• **演習用本文**
────────────────────────────────────────
パウロが11節で「このとおり、わたしは今こんなに大きな字で、自分の手であなたがたに書いています」と、敢えて「大きな字で書いている」ことを記しています。ここからパウロの福音への反対派を厳しく批判します。彼らは異邦人キリスト者も割礼を受けるべきだと主張しています。それに対し、パウロは自分が語ってきた福音だけが人を救うと言うのです。パウロは、ガラテヤの信徒たちに、これは、あの私が無骨な手で書いている手紙だよ、と言いたいのです。

 人の手とは不思議なもので、その人自身を物語ります。その人の年齢、仕事、どれほどその手を酷使してきたかを示します。ガラテヤの信者に律法どおり割礼を強いようとする者たちには、かつて弱った体を駆使して自分たちの町にまで来てくれたパウロの姿は思い浮かびません。掟主義者に有効な対策は、自分が人間であること、弱さを持った、生身の人間であることを示すことです。イデオロギーに駆られた人間には、生身の人間がわからないのです。

 パウロは割礼主義者たちを「肉において人からよく思われたがっている者たち」(12)と言います。異邦人キリスト者であっても割礼を受けなければ救われないと考えていました。割礼を受けてユダヤ人になるかもしれませんが、信仰の完成にはつながらず、キリストの十字架の意味がなくなっていまいます。同時に、パウロは、割礼を強いようとする者たちが、実は律法を守っていないとも書いています。

 パウロにとって、人間が罪から、悪魔の支配から救われるにはイエス・キリストの十字架以外にはありません。十字架は律法の縄目から解放して、本当に自由にする手段です。それゆえパウロは、「しかし、このわたしには、わたしたちの主イエス・キリストの十字架のほかに、誇るものが決してあってはなりません」と言うのです。

 パウロは、その福音をすべての人に伝えるために、あらゆるユダヤ的な枠組み、しきたりから解かれ、全く別の文化と価値観に生きる異邦人の世界に入っていきました。「福音のためなら、わたしはどんなことでもします。」(コリント一9:19~23)とまで言ったのです。

 そこまで自由に考え、自由に振る舞い、しかもなお自制ができるのはどうしてなのでしょう。「イエス・キリストの十字架」が、そうさせるのです。目の前に、自分の罪のために十字架で死なれたイエス・キリストが描き出されてもなお、自分の功績を誇るでしょうか。この方が、私の罪を背負って十字架で死んでくださったゆえに、私の罪は赦された。だから、私が罪から救い出され、生きるために十字架は必要であった、と知るのではないでしょうか。

 イエス・キリストを信じるとは、イエス・キリストの後に従うことであり、十字架のイエス・キリストとも一つになることです。そこで罪人の自分と罪人の一人になったキリストとが一つとなり、十字架で裁かれたのです。キリストと一つに結ばれて、罪の裁きを受けたのであれば、キリストのゆえに、キリストが復活されたように、自分もキリストと共に復活する。それが、後の日の「体の贖い」となり、救いは完成します。
────────────────────────────────────────
データセットの記録
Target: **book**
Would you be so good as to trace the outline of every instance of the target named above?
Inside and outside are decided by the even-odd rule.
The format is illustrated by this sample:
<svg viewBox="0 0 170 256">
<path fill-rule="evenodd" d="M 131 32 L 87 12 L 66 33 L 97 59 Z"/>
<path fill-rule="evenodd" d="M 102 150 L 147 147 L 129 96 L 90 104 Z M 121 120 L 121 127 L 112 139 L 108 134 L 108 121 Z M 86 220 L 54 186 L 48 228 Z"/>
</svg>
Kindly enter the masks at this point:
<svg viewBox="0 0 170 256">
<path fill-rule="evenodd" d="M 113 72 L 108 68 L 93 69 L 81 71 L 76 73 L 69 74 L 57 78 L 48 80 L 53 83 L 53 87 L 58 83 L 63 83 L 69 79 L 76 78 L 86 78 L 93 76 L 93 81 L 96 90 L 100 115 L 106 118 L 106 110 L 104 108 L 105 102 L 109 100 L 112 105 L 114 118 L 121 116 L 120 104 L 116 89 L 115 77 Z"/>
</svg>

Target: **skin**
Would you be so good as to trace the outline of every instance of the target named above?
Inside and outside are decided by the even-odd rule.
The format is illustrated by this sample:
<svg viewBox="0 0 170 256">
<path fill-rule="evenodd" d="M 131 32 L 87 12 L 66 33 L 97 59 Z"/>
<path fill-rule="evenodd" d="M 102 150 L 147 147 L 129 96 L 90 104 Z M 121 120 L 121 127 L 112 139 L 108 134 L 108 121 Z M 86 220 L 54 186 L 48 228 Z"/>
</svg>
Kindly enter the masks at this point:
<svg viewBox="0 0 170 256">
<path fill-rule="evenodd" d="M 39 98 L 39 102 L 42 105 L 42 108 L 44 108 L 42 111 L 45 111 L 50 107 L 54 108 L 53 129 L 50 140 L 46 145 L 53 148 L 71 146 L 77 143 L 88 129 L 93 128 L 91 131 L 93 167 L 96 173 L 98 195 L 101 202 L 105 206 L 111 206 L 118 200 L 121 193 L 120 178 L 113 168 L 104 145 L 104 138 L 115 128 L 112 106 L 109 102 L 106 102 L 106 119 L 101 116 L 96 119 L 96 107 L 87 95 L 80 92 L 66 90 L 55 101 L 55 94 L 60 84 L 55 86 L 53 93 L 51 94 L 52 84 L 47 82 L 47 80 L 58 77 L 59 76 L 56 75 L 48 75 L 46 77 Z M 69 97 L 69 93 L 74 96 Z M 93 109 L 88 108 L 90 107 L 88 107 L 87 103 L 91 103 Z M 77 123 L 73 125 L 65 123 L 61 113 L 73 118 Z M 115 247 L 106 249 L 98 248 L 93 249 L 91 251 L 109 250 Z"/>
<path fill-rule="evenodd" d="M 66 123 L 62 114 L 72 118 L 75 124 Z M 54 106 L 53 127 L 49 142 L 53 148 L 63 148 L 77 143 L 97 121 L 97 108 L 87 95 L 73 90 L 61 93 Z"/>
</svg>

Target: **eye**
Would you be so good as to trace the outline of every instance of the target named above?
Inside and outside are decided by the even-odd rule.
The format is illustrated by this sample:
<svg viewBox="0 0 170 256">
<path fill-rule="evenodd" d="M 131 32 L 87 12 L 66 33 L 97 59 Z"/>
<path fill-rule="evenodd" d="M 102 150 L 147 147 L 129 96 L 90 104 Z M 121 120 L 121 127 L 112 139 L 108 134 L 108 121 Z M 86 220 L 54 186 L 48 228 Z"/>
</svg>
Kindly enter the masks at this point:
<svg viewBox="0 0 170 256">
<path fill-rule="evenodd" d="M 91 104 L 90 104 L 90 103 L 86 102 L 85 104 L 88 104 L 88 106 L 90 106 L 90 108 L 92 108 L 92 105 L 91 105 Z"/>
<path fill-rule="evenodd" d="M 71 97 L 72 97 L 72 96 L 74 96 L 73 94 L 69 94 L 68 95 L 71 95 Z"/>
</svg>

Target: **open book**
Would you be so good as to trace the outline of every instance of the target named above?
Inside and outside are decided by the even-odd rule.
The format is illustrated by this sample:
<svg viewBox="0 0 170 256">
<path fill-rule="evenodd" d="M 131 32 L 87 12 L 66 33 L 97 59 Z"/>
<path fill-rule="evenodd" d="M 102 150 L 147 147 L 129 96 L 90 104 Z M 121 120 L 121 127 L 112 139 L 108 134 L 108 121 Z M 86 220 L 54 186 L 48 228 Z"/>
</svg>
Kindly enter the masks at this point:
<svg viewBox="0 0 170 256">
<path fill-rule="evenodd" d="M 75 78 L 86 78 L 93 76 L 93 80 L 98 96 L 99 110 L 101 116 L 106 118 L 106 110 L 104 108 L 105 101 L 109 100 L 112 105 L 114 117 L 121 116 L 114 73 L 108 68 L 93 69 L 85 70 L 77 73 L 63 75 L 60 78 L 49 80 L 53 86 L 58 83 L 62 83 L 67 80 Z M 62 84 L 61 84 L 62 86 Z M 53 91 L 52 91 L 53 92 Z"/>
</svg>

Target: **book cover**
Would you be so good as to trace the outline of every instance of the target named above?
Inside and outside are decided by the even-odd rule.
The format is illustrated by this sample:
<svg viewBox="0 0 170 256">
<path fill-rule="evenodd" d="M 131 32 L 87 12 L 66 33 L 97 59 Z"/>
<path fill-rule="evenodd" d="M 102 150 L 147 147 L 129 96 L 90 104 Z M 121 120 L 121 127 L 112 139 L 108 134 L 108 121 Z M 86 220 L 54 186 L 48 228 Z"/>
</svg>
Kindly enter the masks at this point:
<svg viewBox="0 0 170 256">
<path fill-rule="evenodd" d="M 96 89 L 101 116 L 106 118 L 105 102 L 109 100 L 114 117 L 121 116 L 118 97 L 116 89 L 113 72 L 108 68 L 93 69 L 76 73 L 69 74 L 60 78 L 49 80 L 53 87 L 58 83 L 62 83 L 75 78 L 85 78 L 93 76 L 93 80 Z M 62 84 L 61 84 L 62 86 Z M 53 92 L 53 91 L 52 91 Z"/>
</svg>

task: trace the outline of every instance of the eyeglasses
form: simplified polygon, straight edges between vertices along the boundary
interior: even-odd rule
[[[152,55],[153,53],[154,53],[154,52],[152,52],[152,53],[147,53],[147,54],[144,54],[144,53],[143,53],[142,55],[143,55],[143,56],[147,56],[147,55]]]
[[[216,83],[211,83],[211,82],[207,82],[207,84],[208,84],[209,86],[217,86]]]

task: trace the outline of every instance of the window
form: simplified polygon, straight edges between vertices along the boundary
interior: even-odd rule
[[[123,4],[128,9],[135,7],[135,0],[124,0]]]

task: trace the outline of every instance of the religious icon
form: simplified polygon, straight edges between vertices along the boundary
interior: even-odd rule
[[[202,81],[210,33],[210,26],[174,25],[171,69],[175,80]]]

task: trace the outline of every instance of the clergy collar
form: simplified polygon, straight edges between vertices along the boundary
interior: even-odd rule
────────────────────────────────────────
• **取り組む課題 1**
本文によれば、パウロの福音への反対派は異邦人キリスト者について何を主張していますか。
• **取り組む課題 2**
本文の「パウロにとって、人間が罪から」から始まり「と知るのではないでしょうか。」で終わる部分を、一字も変えずに書き写しなさい。
• **取り組む課題 3**
本文では、パウロがイエス・キリストの十字架のほかに誇るものがあってはならないと言う理由がどう説明されていますか。一文から三文で述べなさい。

• **解答欄 1**
異邦人キリスト者も割礼を受けるべきだと主張しています。

• **解答欄 2**
パウロにとって、人間が罪から、悪魔の支配から救われるにはイエス・キリストの十字架以外にはありません。十字架は律法の縄目から解放して、本当に自由にする手段です。それゆえパウロは、「しかし、このわたしには、わたしたちの主イエス・キリストの十字架のほかに、誇るものが決してあってはなりません」と言うのです。

 パウロは、その福音をすべての人に伝えるために、あらゆるユダヤ的な枠組み、しきたりから解かれ、全く別の文化と価値観に生きる異邦人の世界に入っていきました。「福音のためなら、わたしはどんなことでもします。」(コリント一9:19~23)とまで言ったのです。

 そこまで自由に考え、自由に振る舞い、しかもなお自制ができるのはどうしてなのでしょう。「イエス・キリストの十字架」が、そうさせるのです。目の前に、自分の罪のために十字架で死なれたイエス・キリストが描き出されてもなお、自分の功績を誇るでしょうか。この方が、私の罪を背負って十字架で死んでくださったゆえに、私の罪は赦された。だから、私が罪から救い出され、生きるために十字架は必要であった、と知るのではないでしょうか。

• **解答欄 3**
パウロにとって、人間が罪や悪魔の支配から救われる道はイエス・キリストの十字架以外にありません。また十字架は、律法の縄目から人を解放して本当に自由にする手段です。そのため、パウロは十字架のほかに誇るものがあってはならないと言うのです。